--- start ---

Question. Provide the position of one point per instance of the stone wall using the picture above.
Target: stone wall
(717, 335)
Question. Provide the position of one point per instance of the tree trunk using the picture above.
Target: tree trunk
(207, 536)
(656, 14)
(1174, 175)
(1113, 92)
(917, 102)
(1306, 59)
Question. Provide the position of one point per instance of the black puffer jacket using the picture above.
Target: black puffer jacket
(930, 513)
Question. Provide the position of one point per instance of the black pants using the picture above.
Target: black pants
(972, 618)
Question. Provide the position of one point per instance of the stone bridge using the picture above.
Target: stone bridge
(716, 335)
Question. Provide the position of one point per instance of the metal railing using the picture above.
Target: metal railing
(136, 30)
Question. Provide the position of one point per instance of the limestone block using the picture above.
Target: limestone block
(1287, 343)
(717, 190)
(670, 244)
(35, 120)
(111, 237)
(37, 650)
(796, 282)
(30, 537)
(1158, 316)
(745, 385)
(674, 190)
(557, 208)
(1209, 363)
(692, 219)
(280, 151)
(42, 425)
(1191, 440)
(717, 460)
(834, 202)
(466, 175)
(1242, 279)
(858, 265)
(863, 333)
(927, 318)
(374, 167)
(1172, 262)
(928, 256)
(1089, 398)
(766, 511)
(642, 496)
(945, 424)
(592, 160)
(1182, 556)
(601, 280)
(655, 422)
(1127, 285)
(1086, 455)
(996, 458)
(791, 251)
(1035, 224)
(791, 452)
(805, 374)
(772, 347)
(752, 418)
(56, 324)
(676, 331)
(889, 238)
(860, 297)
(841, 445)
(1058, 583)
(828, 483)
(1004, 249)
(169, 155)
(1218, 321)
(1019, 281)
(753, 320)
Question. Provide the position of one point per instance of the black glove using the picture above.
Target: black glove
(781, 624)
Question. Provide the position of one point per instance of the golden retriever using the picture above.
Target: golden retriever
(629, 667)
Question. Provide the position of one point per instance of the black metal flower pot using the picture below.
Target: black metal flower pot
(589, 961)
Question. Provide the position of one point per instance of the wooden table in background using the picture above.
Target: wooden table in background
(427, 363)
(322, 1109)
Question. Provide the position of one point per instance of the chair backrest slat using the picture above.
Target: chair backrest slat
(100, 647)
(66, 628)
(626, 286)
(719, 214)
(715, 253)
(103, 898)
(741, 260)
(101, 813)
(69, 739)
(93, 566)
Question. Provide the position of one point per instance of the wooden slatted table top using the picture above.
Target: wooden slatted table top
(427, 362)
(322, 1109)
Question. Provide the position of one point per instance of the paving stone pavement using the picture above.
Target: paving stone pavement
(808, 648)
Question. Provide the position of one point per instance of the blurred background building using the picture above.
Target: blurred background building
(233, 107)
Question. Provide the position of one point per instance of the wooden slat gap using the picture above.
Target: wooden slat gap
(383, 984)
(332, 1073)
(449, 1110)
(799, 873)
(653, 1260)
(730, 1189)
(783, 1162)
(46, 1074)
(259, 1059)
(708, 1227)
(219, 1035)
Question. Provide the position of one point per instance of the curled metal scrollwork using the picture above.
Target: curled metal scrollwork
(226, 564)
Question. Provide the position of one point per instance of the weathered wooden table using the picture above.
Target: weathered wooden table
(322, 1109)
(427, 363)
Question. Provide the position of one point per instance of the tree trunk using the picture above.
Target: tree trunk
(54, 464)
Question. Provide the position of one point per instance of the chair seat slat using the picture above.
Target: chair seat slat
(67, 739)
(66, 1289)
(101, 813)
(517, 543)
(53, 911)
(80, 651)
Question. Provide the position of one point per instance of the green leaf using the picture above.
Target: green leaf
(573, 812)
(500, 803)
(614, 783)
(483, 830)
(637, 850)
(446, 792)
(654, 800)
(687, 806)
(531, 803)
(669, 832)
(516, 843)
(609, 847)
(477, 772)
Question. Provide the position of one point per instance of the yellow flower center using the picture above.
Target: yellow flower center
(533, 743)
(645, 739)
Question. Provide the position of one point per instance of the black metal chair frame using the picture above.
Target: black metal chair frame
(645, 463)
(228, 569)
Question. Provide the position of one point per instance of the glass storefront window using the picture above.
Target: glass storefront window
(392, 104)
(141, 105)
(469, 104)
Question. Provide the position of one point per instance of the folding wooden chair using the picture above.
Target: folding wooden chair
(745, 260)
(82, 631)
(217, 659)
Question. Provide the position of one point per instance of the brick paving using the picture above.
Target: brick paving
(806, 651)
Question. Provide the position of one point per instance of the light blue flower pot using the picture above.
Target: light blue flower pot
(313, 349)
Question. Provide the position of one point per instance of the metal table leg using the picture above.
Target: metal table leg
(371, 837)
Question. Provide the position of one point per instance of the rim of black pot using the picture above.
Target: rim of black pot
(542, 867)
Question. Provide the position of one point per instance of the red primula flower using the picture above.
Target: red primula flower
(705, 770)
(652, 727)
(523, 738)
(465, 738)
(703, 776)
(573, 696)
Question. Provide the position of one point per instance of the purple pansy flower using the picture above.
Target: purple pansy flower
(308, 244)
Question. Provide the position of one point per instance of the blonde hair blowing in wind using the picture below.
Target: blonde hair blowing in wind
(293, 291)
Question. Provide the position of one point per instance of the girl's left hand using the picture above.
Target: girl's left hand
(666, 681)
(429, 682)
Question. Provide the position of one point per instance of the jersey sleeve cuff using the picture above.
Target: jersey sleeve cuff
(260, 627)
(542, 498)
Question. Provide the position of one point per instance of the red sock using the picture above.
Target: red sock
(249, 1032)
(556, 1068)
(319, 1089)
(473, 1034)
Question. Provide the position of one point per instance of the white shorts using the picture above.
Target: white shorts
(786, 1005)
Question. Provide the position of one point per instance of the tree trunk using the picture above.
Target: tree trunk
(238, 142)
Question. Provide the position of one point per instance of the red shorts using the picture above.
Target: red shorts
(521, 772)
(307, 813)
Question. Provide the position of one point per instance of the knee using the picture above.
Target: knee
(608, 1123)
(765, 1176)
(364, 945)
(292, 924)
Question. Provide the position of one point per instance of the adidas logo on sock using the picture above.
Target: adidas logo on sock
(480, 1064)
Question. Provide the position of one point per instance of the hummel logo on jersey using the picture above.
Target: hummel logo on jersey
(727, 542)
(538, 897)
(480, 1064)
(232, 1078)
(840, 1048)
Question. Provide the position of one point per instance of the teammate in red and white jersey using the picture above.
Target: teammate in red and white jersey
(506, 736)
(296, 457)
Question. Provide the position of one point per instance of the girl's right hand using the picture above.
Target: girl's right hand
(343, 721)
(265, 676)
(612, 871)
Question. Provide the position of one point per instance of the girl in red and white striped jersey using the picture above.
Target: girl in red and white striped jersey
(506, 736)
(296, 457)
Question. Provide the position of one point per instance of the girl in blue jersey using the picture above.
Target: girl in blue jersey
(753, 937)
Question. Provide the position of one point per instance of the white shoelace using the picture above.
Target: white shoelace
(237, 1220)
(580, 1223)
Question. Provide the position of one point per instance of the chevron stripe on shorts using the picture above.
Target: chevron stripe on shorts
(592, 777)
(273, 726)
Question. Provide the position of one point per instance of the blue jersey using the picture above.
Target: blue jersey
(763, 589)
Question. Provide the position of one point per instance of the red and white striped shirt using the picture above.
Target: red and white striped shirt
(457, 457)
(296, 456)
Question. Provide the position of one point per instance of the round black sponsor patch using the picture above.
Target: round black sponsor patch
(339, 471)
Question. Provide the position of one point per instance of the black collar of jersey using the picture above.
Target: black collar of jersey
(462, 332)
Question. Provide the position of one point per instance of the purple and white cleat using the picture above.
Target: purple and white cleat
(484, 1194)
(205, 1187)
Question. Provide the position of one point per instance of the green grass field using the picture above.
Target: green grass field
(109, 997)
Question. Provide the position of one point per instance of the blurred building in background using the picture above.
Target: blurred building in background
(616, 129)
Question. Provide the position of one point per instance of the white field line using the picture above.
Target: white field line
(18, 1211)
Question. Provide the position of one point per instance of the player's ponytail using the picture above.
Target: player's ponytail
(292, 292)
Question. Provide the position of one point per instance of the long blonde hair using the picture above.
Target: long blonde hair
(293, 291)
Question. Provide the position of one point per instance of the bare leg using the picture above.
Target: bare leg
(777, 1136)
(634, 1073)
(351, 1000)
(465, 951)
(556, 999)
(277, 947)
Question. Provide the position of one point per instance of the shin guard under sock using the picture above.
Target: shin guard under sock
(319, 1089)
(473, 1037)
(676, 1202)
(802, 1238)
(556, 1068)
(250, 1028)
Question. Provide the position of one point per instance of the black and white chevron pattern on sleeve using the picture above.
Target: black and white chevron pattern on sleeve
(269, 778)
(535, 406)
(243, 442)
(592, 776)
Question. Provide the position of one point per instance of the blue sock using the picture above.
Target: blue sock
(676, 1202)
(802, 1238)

--- end ---

◆ **WHAT THIS TASK INVOLVES**
Starting with the line that contains "shirt using the picture above." and going on through the line that contains "(205, 1187)", give these lines again with "cleat" swapped for "boot" and everything else unchanged.

◆ **COMPLETE OUTPUT**
Question. Provide the position of one point per instance of the red and white striped shirt using the picture above.
Target: red and white striped shirt
(457, 457)
(296, 456)
Question. Provide the position of one point per instance of the round black sponsor patch using the picture above.
Target: round black sponsor patch
(339, 471)
Question. Provide the position of one point per instance of the black collar of jersey using the picture above.
Target: black collar of jersey
(462, 332)
Question. Provide the position of one point per instance of the purple and white boot using the picture above.
Target: purple and white boot
(484, 1194)
(205, 1187)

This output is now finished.